YOUR GOAL
Extend the reverse KL divergence paper with the next few paragraphs, starting right after its closing sentence about Schulman's K1, K2, and K3 estimators.

EXCERPT
━━━

Reverse KL Minimization Done Right

Author: Ziniu Li

Date: February 1, 2026

Abstract

We clarify the gradient estimation problem for reverse KL divergence minimization, a core component of on-policy distillation (OPD), KL-regularized reinforcement learning from human feedback (RLHF), and reinforcement learning with verifiable rewards (RLVR). We derive four unbiased gradient estimators arising from two formulations (K1 and K3) and two sampling strategies (on-policy and off-policy). Our main theoretical result establishes that K1 and K3 yield identical expected gradients: under a REINFORCE-style interpretation, they differ only by a constant (\(+1\)) in the reward signal, with the K3-style estimator exhibiting lower variance.

Introduction

This paper studies gradient estimation for reverse Kullback-Leibler (KL) divergence minimization. This problem is central to three active research areas:

  1. On-Policy Distillation (OPD): Compressing large language models into smaller ones while preserving output quality [gu2023minillm].

  2. KL Regularization in RLHF: Modern RLHF pipelines [ouyang2022training] add a KL penalty \(\beta \cdot D_{\mathrm{KL}}(\pi \| \pi_{\mathrm{ref}})\) to prevent the policy from deviating too far from a reference model. Computing gradients of this term requires the same techniques.

  3. Reinforcement Learning with Verifiable Rewards (RLVR): Recent work on math reasoning [shao2024deepseekmath] and code generation uses KL regularization to stabilize training. Correct gradient estimation directly impacts training stability.

Organization

Section 2 reviews KL divergence estimators. Section 3 derives gradient estimators under two formulations. Section 4 provides PyTorch implementations.

Background: KL Divergence Estimators

Before deriving gradient estimators, we review how to estimate KL divergence itself. Schulman (2020) introduced a family of estimators for \(D_{\mathrm{KL}}(p \| q)\), named K1, K2, and K3, with different bias-variance tradeoffs.

━━━

SOURCE MATERIAL
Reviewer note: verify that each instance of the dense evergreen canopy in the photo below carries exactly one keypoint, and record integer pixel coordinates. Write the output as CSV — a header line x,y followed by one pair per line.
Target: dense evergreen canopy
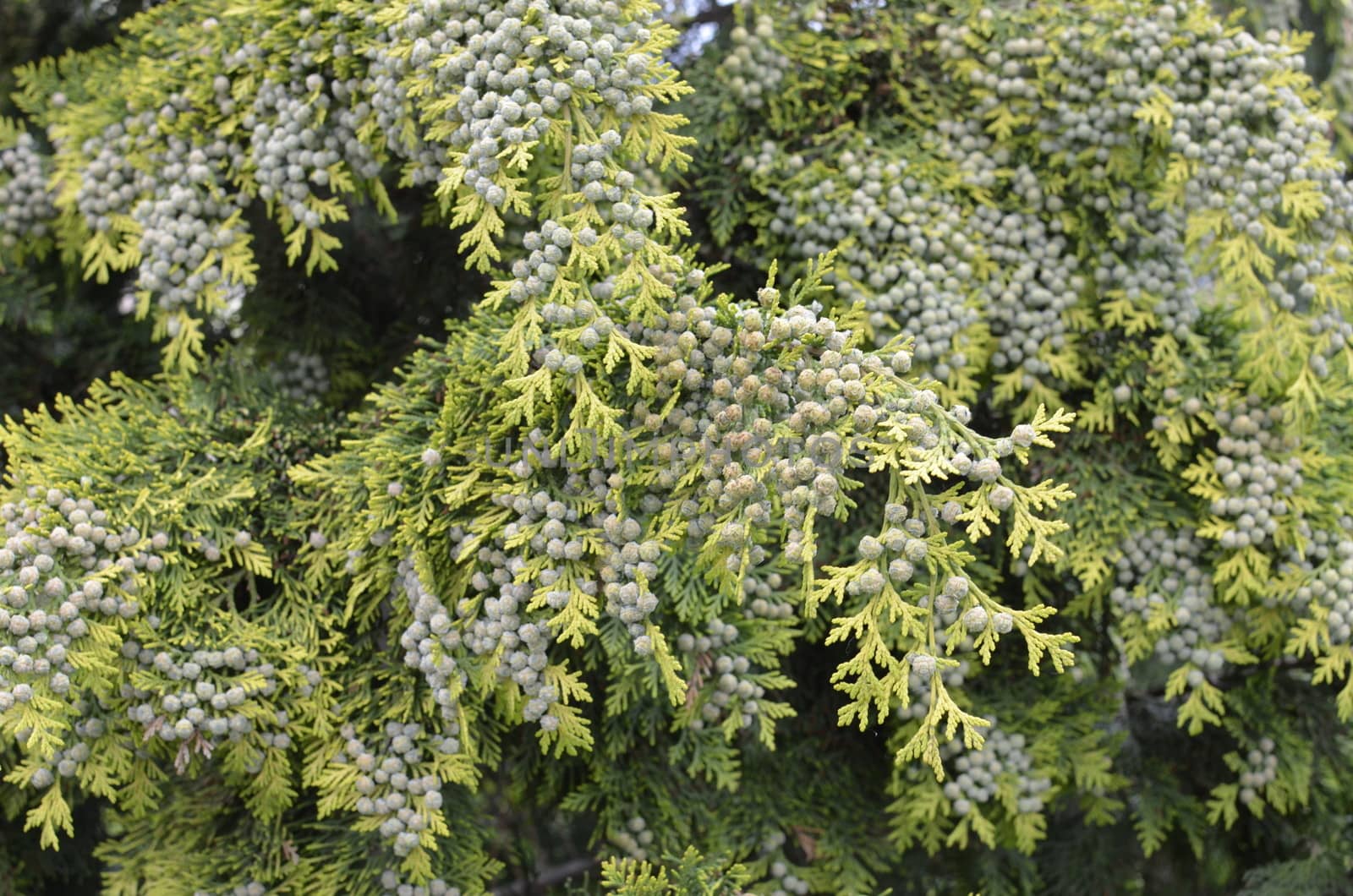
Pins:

━━━

ANSWER BELOW
Let \(r(x) = \frac{q(x)}{p(x)}\) denote the likelihood ratio. The three estimators are:

K1

\[ \mathbb{E}_{x \sim p}\left[-\log r(x)\right] = \mathbb{E}_{x \sim p}\left[\log \frac{p(x)}{q(x)}\right] \]

K2

\[ \mathbb{E}_{x \sim p}\left[\frac{1}{2}(\log r(x))^2\right] \]

K3

\[ \mathbb{E}_{x \sim p}\left[r(x) - 1 - \log r(x)\right] = \mathbb{E}_{x \sim p}\left[\frac{p(x)}{q(x)} - 1 + \log \frac{p(x)}{q(x)}\right] \]

Properties

K1 is the standard definition and is unbiased. K2 is a second-order Taylor approximation, unbiased only when \(p = q\). K3 is also unbiased and has the key property that each sample contributes a non-negative value (since \(r - 1 - \log r \geq 0\) for all \(r > 0\)), which can reduce variance.

Naming Convention

Throughout this paper, we adopt the K1/K3 naming from Schulman (2020). “K1-style” refers to gradient estimators derived from the standard reverse KL formulation, while “K3-style” refers to those derived from the augmented formulation. Without loss of generalization, we focus on the OPD setting for study and identify \(p(x) = P_{\text{student}}(x)\) and \(q(x) = P_{\text{teacher}}(x)\).

Gradient Estimators for Reverse KL

We derive gradient estimators under two formulations (K1 and K3) and two sampling regimes (on-policy and off-policy). Table 1 summarizes the four resulting estimators.

Summary of gradient estimators for reverse KL minimization
Method Sampling IS Weight Reward Signal Unbiased
K1 On-policy \(x_i \sim P_{\text{student}}\)  —  \(r_i + 1\)
K1 Off-policy \(x_i \sim P_{\text{rollout}}\) \(w_i\) \(r_i + 1\)
K3 On-policy \(x_i \sim P_{\text{student}}\)  —  \(r_i\)
K3 Off-policy \(x_i \sim P_{\text{rollout}}\) \(w_i\) \(r_i\)

Notation: \(r_i = \log \frac{P_{\text{student}}(x_i)}{P_{\text{teacher}}(x_i)}\), \(w_i = \mathrm{sg}\left[\frac{P_{\text{student}}(x_i)}{P_{\text{rollout}}(x_i)}\right]\).

All estimators share the form: (IS weight) \(\times\) \(\nabla \log P_{\text{student}}(x_i)\) \(\times\) (reward).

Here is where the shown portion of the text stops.